Rewrite the entries below, swapping each "pixel" for "px" and keeping every other character unchanged.
· · · · ·
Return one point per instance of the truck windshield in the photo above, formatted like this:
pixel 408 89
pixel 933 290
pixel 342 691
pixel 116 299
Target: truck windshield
· · · · ·
* [REPLY]:
Return one point per instance of the truck windshield in the photo above, formatted like this:
px 408 89
px 933 290
px 342 691
px 116 299
Target: truck windshield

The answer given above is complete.